Task brief:
Write down every entry below once more, exactly.

* start Provided information *

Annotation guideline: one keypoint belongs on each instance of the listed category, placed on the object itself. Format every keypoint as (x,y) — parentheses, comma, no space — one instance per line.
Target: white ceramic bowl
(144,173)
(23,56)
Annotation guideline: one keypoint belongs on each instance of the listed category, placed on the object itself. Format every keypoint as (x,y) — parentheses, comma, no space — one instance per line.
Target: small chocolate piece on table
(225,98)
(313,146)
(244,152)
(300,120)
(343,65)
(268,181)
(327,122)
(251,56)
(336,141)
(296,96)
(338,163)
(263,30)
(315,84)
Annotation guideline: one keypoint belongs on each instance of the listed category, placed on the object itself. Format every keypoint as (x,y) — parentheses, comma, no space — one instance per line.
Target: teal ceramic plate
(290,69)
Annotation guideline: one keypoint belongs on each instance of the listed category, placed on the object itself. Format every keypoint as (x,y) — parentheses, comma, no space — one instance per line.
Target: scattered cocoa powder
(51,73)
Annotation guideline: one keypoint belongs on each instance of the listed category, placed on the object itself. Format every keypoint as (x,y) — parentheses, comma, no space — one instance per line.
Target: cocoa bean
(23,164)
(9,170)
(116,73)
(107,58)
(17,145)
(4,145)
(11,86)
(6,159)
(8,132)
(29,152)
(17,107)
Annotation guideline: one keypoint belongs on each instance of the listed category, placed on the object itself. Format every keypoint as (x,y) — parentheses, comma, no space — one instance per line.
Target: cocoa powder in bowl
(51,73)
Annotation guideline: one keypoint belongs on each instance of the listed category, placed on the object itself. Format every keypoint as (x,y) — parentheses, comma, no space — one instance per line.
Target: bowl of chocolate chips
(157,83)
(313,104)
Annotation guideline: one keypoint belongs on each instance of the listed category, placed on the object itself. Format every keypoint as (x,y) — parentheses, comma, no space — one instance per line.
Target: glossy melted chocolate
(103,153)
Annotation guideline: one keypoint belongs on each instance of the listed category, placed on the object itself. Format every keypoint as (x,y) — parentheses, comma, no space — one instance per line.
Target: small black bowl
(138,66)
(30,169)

* end Provided information *

In response:
Annotation guideline: one keypoint belongs on each instance of the listed category, placed on the object itself. Format every keypoint as (x,y) — parentheses, comma, no space — one instance per line.
Target: white ceramic bowl
(144,173)
(23,56)
Annotation guideline: one keypoint belongs on each instance of the listed category, placed on the object itself. Format every keypoint as (x,y) — parentheses, comma, no space — one instance per line.
Target: small chocolate piece on table
(225,98)
(313,146)
(244,152)
(300,120)
(343,65)
(268,181)
(327,122)
(251,56)
(336,141)
(296,96)
(338,163)
(263,30)
(315,84)
Annotation guideline: one keypoint belongs on each instance of the listed category, placed on the object itself. Format every keypoint as (x,y) — parentheses, comma, no space — one instance per line.
Target: teal ceramic plate
(290,69)
Annotation guideline: one keypoint belongs on each instance of the listed category, placed on the object itself. Format every keypoint as (x,y) — parentheses, comma, no space — one instance per line.
Target: scattered cocoa powder
(51,73)
Annotation guideline: one keypoint belongs on each instance of the listed category, placed on the object itself. Format every keypoint as (x,y) — parentheses, comma, no space — one instance per line.
Target: cocoa bean
(23,164)
(9,170)
(116,73)
(107,58)
(17,145)
(4,145)
(11,86)
(6,159)
(8,132)
(29,152)
(17,107)
Annotation guideline: one keypoint belongs on each instance of the listed category, placed on the object itself. Format every keypoint as (x,y) — parentheses, comma, no space — one instance per line.
Target: cocoa powder in bowl
(51,73)
Annotation guideline: one keypoint belongs on each instance of the listed category, placed on the object itself. Format every keypoint as (x,y) — parentheses, comma, no space — one instance per line.
Target: bowl of chocolate chips
(157,83)
(313,104)
Annotation guideline: one keypoint belongs on each instance of the listed category, placed on the object itself. Format every keypoint as (x,y) — parentheses, comma, no space — one instance per line.
Target: glossy melted chocolate
(103,153)
Annotation guideline: one keypoint belongs on each instance of the listed category, placed on the object itself. Format every keypoint as (x,y) — parentheses, comma, no space — one instance per line.
Target: small black bowl
(138,66)
(30,169)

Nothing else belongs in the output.